• **Aim of the task**: The entries below should be transcribed in their entirety, exactly as written.

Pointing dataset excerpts
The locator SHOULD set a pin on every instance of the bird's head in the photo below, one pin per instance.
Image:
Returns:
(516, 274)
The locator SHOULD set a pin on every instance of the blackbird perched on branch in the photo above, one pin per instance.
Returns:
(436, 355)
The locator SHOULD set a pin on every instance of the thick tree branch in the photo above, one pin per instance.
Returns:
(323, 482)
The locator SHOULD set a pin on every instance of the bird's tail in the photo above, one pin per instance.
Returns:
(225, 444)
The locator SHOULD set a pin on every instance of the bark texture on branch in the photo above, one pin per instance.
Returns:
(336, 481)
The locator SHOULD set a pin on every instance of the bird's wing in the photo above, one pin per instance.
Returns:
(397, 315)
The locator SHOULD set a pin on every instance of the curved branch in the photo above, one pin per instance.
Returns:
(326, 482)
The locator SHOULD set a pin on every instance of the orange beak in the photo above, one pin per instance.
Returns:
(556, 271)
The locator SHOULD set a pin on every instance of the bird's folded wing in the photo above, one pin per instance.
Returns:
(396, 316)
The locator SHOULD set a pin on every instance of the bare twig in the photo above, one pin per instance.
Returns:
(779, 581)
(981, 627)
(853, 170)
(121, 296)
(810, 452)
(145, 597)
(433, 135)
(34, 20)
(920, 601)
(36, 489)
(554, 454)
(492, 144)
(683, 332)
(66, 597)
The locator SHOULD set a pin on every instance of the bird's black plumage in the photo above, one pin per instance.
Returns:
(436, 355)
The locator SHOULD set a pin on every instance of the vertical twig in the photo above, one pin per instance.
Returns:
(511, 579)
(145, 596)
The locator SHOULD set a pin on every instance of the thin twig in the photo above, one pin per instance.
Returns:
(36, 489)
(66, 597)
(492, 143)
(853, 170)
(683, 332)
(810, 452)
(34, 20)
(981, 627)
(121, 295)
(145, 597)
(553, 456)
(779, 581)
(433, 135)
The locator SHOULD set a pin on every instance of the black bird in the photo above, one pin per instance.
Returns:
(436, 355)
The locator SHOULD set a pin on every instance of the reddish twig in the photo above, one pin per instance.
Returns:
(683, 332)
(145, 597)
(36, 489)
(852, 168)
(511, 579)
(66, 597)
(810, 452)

• **Task output**:
The locator SHOULD set a pin on every instance of the bird's head in the photo below, one pin per instance.
Image:
Returns:
(516, 274)
The locator SHOULD set a pin on every instance of the blackbird perched on branch in the photo above, one pin per instance.
Returns:
(436, 355)
The locator SHOULD set a pin on every instance of the thick tree branch in the photo above, one pin per instance.
Returns:
(323, 482)
The locator SHOULD set a pin on every instance of the bird's tail in the photo above, one pin per instance.
Returns:
(225, 444)
The locator SHOULD set a pin on every instance of the bark texture on branch in the photo above, one pin per instance.
Returns:
(336, 481)
The locator SHOULD set a pin on every instance of the bird's wing in the photo above, one pin per instance.
Returns:
(397, 315)
The locator SHOULD set a pin on every instance of the curved branch in the photo above, one pin per instance.
Returns:
(326, 482)
The locator SHOULD set a pin on every instance of the orange beak in the photo above, one pin per instance.
Returns:
(556, 271)
The locator SHOULD set a pin on every instance of the bird's folded wing in the photo above, one pin per instance.
Returns:
(396, 316)
The locator SHOULD set a pin on every instance of the bare twig in the photo above, one pin per instance.
Returns:
(779, 581)
(981, 627)
(853, 170)
(121, 296)
(810, 452)
(145, 597)
(433, 135)
(34, 20)
(920, 601)
(36, 489)
(554, 454)
(492, 144)
(683, 332)
(66, 597)
The locator SHOULD set a pin on every instance of the bird's black plumage in the photo above, one pin per instance.
Returns:
(436, 355)
The locator SHOULD set a pin on every instance of the vertical twig in the photo above, one pin per instance.
Returns:
(511, 579)
(145, 596)
The locator SHOULD set a pin on every instance of the thin twig in the photo above, one pin per instance.
Returns:
(36, 489)
(66, 597)
(492, 143)
(853, 170)
(683, 332)
(810, 452)
(34, 20)
(981, 627)
(121, 295)
(145, 597)
(553, 456)
(779, 581)
(433, 135)
The locator SHOULD set a pin on every instance of the black bird in the photo above, one pin per instance.
Returns:
(436, 355)
The locator SHOULD set a pin on every instance of the reddish twig in the photo above, one pin per instance.
Returns:
(683, 332)
(145, 597)
(36, 489)
(852, 168)
(511, 579)
(66, 597)
(810, 452)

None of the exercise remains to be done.